== THE TASK ==
Locate every line in the rows below that contains the word "palm", and copy each of those lines. Case matters.

Pointing data excerpts
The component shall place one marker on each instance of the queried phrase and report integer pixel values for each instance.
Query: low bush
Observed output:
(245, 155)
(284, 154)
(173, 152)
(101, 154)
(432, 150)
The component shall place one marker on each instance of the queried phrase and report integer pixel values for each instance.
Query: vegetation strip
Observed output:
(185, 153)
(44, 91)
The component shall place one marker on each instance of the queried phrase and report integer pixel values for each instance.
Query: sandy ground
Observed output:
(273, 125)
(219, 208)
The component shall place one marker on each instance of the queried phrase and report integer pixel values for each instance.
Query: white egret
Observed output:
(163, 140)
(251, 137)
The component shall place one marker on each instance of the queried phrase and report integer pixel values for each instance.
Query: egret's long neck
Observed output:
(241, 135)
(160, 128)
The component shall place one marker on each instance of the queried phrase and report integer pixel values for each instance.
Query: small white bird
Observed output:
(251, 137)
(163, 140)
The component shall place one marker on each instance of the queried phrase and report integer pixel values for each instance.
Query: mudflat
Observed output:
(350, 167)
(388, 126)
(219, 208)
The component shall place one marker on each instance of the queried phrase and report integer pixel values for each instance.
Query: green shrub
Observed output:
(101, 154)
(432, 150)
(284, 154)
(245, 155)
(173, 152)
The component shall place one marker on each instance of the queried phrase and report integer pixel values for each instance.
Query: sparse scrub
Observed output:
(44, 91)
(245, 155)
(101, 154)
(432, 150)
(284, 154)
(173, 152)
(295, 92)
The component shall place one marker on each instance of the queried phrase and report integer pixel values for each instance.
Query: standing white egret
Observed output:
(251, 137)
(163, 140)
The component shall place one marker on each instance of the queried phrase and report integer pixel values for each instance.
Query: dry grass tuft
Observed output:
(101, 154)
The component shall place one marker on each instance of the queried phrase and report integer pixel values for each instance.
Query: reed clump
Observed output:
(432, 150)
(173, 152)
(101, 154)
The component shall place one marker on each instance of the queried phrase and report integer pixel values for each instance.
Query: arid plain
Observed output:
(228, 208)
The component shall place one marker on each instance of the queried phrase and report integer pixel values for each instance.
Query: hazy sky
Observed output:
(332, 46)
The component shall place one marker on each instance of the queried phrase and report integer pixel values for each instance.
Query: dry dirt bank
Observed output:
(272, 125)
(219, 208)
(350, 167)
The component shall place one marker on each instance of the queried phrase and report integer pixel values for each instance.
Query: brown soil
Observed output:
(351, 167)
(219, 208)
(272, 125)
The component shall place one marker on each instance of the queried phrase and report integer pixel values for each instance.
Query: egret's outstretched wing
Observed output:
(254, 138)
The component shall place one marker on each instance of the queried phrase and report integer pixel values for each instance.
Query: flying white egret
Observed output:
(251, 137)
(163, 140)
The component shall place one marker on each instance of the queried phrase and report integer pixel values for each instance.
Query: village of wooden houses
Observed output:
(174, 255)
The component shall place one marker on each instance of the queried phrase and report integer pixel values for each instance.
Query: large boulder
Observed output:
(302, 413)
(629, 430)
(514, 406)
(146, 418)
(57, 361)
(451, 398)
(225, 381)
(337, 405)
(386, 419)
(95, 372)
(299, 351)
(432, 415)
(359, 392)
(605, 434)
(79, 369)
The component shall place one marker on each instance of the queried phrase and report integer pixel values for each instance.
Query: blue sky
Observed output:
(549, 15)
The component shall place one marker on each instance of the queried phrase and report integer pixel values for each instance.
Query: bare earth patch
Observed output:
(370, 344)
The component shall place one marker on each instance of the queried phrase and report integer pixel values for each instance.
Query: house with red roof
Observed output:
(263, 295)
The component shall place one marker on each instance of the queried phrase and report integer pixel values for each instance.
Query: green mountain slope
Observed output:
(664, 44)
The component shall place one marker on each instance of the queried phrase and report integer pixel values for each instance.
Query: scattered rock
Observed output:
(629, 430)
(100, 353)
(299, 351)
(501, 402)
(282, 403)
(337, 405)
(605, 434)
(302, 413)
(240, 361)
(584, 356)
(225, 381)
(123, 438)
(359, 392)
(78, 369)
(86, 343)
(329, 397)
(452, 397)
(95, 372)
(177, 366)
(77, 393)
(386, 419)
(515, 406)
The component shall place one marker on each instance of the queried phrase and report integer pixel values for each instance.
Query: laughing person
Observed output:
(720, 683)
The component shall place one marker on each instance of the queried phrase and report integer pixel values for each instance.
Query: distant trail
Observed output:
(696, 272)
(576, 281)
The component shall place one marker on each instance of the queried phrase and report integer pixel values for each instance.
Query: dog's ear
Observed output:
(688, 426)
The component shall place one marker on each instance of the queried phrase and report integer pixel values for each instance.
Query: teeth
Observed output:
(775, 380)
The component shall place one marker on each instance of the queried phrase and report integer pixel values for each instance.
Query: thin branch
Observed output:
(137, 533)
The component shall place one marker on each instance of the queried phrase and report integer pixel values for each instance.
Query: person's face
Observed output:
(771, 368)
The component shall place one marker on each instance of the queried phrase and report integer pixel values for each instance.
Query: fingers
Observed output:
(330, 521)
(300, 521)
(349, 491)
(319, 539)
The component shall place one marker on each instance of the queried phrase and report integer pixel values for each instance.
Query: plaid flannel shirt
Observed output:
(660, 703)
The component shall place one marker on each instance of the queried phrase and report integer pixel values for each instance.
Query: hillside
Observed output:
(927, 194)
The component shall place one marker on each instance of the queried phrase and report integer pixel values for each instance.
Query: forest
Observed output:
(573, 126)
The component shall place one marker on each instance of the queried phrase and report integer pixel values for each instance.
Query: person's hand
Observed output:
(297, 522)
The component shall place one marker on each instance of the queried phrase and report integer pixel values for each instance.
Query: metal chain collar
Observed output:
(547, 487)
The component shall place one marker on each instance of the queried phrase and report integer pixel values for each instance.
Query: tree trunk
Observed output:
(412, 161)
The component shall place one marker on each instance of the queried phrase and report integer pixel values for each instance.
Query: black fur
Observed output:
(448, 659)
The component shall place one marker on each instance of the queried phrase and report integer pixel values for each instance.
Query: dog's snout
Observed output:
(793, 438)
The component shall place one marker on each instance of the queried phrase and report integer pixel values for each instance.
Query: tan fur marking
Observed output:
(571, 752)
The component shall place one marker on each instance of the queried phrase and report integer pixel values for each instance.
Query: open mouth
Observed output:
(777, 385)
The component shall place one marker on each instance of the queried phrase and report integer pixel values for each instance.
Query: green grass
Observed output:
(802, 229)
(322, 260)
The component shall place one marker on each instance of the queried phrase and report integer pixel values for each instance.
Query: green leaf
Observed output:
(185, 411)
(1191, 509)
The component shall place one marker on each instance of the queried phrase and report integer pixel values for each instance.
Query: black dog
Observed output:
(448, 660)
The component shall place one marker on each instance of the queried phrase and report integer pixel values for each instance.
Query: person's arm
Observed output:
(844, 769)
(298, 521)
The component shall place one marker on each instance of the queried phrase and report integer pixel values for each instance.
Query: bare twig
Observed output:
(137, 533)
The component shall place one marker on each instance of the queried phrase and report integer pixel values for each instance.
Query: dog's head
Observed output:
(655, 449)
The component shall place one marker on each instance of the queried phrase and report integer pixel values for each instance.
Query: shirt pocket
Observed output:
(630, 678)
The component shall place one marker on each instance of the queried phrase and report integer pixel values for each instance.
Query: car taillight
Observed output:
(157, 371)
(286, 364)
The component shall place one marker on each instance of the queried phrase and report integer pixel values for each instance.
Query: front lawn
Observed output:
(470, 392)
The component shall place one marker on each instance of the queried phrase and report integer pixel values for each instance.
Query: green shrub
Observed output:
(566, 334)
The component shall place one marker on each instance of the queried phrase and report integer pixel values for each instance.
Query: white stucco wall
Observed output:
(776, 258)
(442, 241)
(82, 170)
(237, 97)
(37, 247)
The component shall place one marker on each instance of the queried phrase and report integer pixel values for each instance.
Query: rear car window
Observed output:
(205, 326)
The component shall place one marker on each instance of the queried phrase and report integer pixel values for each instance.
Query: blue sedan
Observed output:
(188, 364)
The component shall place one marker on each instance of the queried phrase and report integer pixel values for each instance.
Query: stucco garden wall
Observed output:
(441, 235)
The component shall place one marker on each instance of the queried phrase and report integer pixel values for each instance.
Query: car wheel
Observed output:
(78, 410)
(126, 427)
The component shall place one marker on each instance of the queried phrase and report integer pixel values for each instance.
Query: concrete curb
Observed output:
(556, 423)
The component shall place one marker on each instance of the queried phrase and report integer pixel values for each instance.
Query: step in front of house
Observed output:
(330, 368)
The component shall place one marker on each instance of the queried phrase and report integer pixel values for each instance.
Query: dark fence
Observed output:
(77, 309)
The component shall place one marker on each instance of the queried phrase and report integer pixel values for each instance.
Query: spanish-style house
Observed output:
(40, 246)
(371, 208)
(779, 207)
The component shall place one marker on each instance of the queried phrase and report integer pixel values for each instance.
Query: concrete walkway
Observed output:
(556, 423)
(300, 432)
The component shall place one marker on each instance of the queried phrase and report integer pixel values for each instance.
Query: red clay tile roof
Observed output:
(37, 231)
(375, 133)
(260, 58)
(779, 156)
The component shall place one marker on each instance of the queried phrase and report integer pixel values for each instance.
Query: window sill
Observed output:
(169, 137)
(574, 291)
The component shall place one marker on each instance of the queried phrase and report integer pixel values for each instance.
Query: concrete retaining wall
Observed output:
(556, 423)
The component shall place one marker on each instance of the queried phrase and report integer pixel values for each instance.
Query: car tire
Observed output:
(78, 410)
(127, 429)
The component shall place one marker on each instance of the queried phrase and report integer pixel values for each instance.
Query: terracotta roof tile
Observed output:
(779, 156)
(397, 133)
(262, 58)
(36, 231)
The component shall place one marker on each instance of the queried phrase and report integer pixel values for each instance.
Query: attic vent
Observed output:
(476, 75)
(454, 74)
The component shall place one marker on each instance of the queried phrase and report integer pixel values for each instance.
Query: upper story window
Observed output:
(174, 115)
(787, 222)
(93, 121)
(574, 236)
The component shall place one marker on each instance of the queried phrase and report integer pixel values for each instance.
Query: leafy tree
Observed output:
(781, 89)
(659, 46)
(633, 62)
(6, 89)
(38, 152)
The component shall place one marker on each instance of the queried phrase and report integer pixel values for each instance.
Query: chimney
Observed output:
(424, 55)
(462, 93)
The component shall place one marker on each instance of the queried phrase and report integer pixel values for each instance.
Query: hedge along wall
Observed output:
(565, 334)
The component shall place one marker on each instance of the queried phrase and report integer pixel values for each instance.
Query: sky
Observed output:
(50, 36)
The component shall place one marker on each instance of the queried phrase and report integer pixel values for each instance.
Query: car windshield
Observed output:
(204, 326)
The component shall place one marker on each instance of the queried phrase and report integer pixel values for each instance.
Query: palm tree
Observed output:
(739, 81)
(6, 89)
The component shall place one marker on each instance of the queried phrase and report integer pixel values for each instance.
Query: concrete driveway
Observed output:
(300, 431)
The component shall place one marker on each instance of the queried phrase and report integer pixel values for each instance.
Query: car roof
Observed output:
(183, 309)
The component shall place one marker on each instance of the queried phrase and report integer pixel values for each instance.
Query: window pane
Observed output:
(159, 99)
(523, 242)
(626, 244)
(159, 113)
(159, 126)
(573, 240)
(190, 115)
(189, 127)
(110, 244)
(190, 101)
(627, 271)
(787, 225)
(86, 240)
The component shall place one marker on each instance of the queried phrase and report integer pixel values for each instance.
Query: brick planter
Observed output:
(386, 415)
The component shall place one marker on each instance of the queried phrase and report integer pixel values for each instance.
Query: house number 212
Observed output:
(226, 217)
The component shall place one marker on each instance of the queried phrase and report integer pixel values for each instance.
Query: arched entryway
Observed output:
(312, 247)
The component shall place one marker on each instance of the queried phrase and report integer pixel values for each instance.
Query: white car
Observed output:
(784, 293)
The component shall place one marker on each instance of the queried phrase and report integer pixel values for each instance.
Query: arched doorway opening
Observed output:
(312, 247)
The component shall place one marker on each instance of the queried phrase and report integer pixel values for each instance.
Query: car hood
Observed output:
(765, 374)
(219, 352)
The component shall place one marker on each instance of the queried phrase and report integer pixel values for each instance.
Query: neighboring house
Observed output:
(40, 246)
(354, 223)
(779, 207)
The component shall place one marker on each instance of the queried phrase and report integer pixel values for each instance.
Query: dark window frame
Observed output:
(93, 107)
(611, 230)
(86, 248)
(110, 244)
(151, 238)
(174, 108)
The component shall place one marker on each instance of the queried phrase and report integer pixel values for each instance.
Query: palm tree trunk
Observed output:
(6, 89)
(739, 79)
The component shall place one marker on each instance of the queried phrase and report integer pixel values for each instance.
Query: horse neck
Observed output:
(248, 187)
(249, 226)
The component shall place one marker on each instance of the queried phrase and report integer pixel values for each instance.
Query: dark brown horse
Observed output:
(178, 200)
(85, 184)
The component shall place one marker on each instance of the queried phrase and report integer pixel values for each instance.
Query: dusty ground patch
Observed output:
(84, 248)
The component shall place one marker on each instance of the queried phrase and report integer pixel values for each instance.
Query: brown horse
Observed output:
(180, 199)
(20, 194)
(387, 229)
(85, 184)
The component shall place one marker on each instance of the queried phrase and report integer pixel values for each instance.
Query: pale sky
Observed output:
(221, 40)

== CORRECT RESULT ==
Query: palm tree
Query: palm tree trunk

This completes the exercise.